Text block:

★ ★ ★ ★ ★ ★ ★

How to find the sum of $\sum_{n=0}^{\infty} \frac{z^{3 n}}{(3 n) !}$?

Question

I'm really stuck with this problem and I hope some of you could give me a hint.

Consider the functions: $$f(z)=\sum_{n=0}^{\infty} \frac{z^{3 n}}{(3 n) !}, \quad f^{\prime}(z)=\sum_{n=0}^{\infty} \frac{z^{3 n+2}}{(3 n+2) !}, \quad f^{\prime \prime}(z)=\sum_{n=0}^{\infty} \frac{z^{3 n+1}}{(3 n+1) !}, \quad f^{\prime \prime \prime}(z)=f(z)$$ I need to find the sum of each of these series.

★ ★ ★ ★ ★ ★ ★

Written instruction 1: Decide whether each statement agrees with the series question: (a) the poster is stuck and asks for a hint; (b) the third derivative of f equals f; (c) the poster already has the sum of each series. Answer yes or no for each, quoting the deciding words.
Written instruction 2: Proceed with the series question, writing on from the last sentence shown.

(Point labeling dataset excerpts)
★ ★ ★ ★ ★ ★ ★

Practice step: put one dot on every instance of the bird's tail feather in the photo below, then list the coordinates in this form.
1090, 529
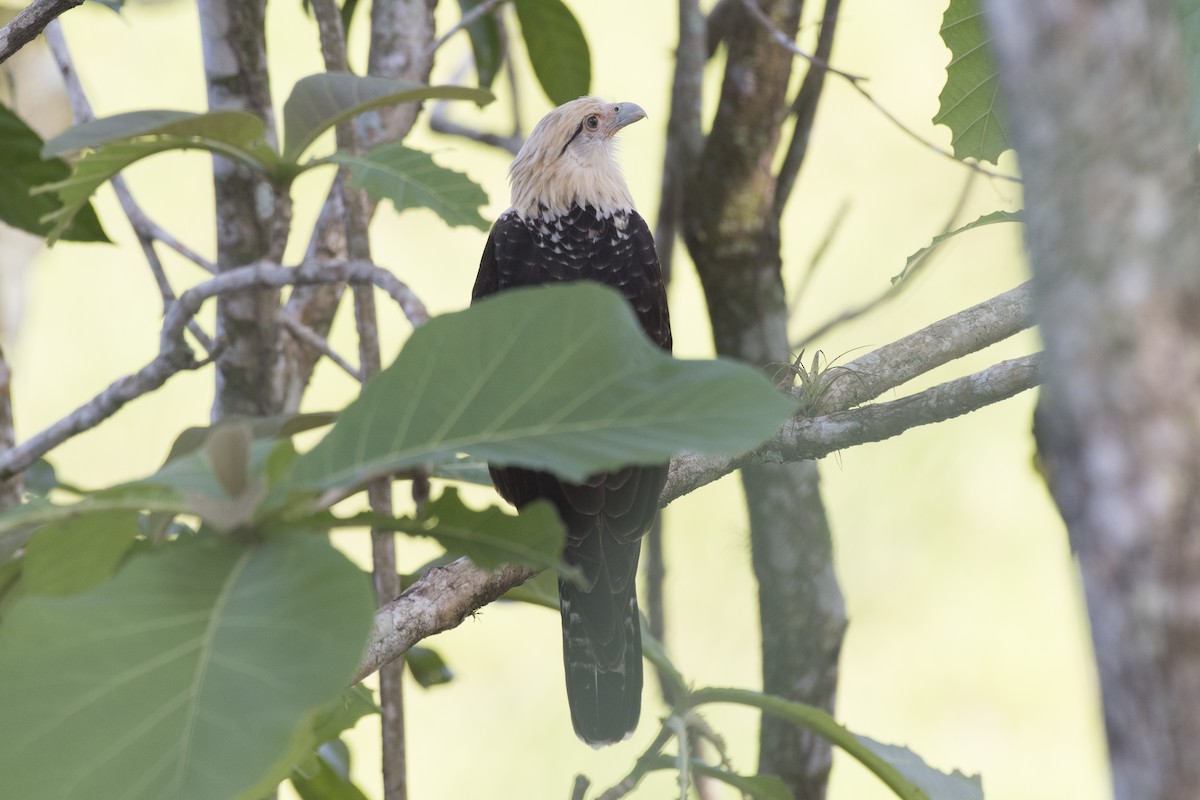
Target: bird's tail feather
603, 660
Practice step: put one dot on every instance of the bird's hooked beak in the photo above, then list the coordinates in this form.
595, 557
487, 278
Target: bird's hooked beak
627, 114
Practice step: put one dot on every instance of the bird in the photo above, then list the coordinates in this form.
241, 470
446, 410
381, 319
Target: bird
573, 218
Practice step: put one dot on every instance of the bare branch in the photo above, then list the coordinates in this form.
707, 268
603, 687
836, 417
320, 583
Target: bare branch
144, 228
967, 331
804, 107
175, 356
810, 438
856, 83
467, 20
442, 599
29, 23
310, 337
900, 283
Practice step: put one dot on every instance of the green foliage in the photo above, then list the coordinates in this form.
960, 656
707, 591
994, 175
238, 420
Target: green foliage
558, 378
918, 257
557, 48
316, 104
760, 787
970, 102
77, 553
117, 142
319, 102
22, 168
899, 769
409, 179
186, 675
1189, 31
485, 43
489, 537
327, 775
933, 782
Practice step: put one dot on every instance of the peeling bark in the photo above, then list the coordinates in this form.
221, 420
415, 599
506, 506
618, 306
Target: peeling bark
731, 226
1098, 104
249, 212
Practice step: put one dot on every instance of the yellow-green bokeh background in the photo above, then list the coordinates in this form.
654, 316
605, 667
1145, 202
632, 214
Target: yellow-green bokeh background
967, 638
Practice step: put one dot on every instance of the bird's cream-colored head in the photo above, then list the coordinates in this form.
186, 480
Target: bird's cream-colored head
569, 160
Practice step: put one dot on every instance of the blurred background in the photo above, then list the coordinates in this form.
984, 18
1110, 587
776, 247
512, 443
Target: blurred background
967, 637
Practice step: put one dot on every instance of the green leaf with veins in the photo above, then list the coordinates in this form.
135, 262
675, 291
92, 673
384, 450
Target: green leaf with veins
411, 179
22, 168
970, 103
940, 239
489, 536
192, 674
117, 142
485, 43
898, 768
559, 378
557, 47
319, 102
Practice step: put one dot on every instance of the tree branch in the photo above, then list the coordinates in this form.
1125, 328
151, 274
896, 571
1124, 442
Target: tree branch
357, 215
29, 23
143, 227
443, 597
810, 438
856, 83
175, 356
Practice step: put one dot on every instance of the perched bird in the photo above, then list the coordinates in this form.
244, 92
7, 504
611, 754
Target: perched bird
573, 218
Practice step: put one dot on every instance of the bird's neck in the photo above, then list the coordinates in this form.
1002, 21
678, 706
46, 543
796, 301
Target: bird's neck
561, 184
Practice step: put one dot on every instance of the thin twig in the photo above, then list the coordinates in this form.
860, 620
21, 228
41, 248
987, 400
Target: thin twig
310, 337
145, 229
643, 764
811, 438
894, 289
857, 82
467, 20
804, 108
441, 121
174, 355
29, 23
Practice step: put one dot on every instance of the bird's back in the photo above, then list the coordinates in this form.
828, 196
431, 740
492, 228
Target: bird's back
607, 513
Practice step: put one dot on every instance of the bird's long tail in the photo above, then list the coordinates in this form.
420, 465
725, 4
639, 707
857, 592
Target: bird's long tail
603, 660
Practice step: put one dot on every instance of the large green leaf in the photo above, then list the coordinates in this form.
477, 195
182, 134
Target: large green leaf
489, 537
557, 48
322, 101
190, 675
899, 769
117, 142
1189, 32
559, 378
238, 130
970, 102
411, 179
21, 169
935, 783
77, 553
485, 43
319, 780
940, 239
759, 787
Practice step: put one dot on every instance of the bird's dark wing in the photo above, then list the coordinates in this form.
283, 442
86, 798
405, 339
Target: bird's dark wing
607, 513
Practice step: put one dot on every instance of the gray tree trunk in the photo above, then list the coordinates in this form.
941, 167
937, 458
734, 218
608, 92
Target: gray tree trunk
1098, 103
731, 226
249, 371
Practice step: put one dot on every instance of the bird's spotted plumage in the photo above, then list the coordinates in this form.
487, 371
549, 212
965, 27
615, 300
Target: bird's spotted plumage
574, 220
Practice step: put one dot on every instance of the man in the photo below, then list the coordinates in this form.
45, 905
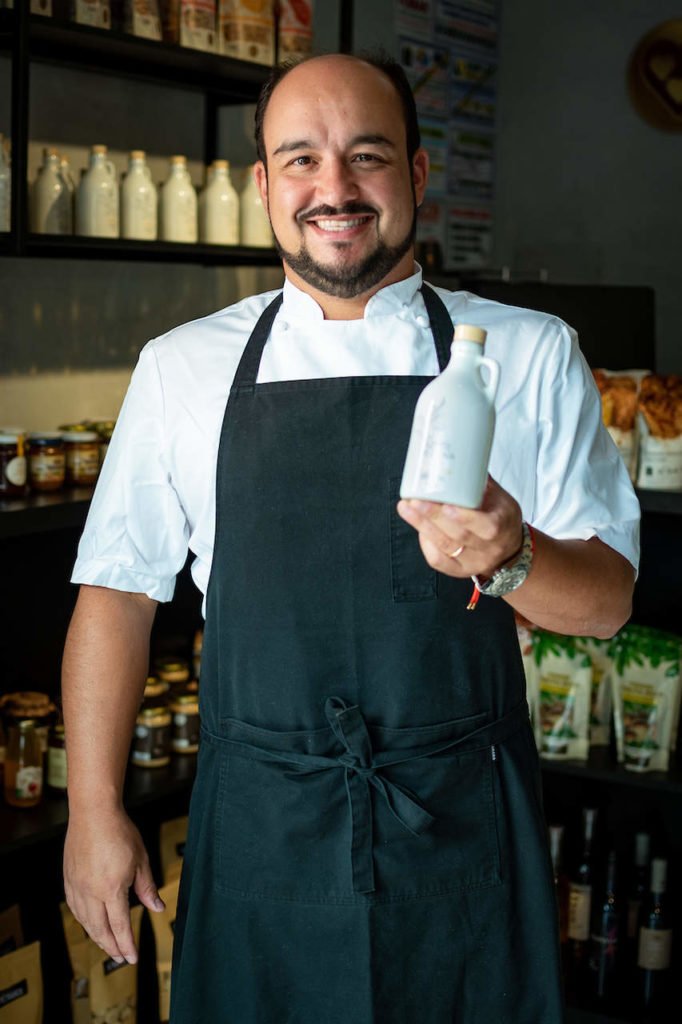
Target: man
367, 841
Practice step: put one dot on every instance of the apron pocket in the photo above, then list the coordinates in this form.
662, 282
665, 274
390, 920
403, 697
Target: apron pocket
285, 834
412, 578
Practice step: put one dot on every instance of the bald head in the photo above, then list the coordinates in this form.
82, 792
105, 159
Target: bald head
365, 73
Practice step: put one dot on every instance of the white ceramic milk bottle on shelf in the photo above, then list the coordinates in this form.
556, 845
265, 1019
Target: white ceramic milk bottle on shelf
97, 198
254, 223
138, 200
453, 427
5, 186
219, 207
178, 204
51, 203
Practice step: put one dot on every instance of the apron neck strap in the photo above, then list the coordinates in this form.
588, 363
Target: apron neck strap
441, 324
247, 372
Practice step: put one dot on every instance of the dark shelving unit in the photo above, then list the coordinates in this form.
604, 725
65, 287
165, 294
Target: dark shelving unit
76, 247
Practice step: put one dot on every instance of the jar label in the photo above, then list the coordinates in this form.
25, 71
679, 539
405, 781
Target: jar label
29, 782
15, 471
56, 768
47, 468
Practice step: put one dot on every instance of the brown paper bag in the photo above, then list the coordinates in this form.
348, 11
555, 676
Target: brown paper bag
11, 935
172, 839
114, 986
22, 986
164, 928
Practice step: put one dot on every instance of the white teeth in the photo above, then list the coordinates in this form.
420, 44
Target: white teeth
339, 225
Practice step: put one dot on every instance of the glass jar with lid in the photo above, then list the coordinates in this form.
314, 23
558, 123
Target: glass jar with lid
152, 738
56, 759
46, 461
12, 465
24, 765
30, 705
82, 452
184, 709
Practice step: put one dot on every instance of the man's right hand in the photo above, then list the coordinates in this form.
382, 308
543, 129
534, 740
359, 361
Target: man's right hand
103, 857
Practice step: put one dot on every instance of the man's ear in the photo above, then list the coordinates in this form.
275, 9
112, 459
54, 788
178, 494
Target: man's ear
260, 177
420, 173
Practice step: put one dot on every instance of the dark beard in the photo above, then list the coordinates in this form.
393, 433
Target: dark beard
346, 283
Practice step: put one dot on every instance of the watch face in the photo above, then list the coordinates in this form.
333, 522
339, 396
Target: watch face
505, 581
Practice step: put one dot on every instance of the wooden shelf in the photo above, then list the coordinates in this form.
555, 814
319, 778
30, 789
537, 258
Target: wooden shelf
64, 43
22, 827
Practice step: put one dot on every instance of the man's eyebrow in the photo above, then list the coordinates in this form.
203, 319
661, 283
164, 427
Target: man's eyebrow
296, 143
305, 143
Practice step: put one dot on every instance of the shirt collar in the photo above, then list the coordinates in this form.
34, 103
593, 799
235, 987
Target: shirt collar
391, 299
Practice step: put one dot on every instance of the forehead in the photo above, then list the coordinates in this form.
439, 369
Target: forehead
333, 96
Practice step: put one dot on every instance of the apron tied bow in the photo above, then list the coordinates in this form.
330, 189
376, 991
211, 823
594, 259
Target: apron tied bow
350, 729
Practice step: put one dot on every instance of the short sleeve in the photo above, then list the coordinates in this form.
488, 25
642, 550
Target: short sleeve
583, 486
135, 537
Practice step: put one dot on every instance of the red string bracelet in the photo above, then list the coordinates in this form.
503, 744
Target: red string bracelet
475, 594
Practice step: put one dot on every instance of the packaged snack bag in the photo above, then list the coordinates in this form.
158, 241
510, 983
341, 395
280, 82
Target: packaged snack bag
563, 696
198, 25
645, 678
22, 986
661, 433
600, 705
294, 29
619, 390
247, 30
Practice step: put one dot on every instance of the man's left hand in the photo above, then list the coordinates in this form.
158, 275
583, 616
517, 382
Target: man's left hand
463, 542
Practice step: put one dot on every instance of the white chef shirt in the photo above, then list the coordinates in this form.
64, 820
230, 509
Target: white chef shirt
156, 494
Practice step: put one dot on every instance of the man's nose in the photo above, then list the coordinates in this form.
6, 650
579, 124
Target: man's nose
336, 182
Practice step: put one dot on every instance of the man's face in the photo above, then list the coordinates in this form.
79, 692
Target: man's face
339, 189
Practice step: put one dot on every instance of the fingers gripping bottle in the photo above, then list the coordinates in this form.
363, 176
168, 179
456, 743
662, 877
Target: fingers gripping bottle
453, 427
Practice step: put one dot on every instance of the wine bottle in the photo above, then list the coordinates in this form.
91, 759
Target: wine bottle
604, 953
653, 949
580, 909
556, 834
637, 890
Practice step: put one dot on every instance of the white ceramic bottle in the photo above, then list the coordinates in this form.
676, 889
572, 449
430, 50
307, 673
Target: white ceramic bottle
254, 223
51, 206
138, 200
178, 204
97, 198
453, 427
5, 186
219, 207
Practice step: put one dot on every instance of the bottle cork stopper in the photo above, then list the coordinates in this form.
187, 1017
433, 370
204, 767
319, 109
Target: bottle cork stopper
467, 332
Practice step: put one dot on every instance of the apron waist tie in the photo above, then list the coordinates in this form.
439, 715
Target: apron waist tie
363, 769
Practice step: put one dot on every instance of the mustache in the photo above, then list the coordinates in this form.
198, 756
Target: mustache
346, 210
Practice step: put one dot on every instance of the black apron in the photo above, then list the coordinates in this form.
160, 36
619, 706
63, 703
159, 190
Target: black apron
367, 842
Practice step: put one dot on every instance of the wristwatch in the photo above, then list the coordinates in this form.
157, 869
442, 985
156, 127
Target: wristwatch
513, 573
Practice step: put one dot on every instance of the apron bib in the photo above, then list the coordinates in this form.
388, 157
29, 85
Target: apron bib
368, 792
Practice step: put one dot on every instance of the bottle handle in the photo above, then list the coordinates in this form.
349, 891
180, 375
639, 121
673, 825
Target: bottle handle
491, 385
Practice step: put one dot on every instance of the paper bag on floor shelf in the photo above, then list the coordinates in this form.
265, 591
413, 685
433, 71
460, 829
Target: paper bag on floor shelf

★ ★ ★ ★ ★ ★ ★

Written reply 1:
(a) Yes: "I'm really stuck with this problem and I hope some of you could give me a hint."
(b) Yes: "f^{\prime \prime \prime}(z)=f(z)"
(c) No: "I need to find the sum of each of these series."

Written reply 2:
My first thought was to show that: $$f(z)+f^{\prime}(z)+f^{\prime \prime}(z)=\sum_{n=0}^{\infty} \frac{z^{3 n}}{(3 n) !}+\sum_{n=0}^{\infty} \frac{z^{3 n+2}}{(3 n+2) !}+\sum_{n=0}^{\infty} \frac{z^{3 n+1}}{(3 n+1) !}=\sum_{n=0}^{\infty} \frac{z^{n}}{n !}=e^{z}$$ And then solve this differential equation.

However, officially I haven't had a course in differential equations. So is there another way I can solve this using basic Complex Analysis? I hope some of you can guide me in the right direction, what theorems could be useful?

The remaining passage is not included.